>> START Records to process
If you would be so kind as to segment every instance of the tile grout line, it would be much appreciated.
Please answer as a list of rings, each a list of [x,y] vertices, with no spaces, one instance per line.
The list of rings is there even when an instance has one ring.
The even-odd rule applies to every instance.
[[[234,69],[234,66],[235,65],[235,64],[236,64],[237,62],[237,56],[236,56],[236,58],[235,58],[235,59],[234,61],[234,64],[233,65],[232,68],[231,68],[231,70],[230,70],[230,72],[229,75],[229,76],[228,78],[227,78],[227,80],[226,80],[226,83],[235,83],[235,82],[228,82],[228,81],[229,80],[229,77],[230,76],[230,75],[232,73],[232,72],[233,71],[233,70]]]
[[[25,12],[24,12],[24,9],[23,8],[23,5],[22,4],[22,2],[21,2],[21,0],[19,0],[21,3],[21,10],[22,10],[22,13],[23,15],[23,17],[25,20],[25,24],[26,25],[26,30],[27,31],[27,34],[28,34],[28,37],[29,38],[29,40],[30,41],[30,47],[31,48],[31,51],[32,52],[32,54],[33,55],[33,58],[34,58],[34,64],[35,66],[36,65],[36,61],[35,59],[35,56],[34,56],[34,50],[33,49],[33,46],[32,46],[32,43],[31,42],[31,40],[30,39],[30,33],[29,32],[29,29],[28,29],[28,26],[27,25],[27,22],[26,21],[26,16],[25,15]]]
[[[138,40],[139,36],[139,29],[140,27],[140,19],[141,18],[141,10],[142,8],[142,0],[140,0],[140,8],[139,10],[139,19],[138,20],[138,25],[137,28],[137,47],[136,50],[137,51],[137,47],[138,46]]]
>> END Records to process
### Goal of the exercise
How many lines in the rows above contain the string "every"? Case matters. Reply with the number alone.

### Answer to this problem
2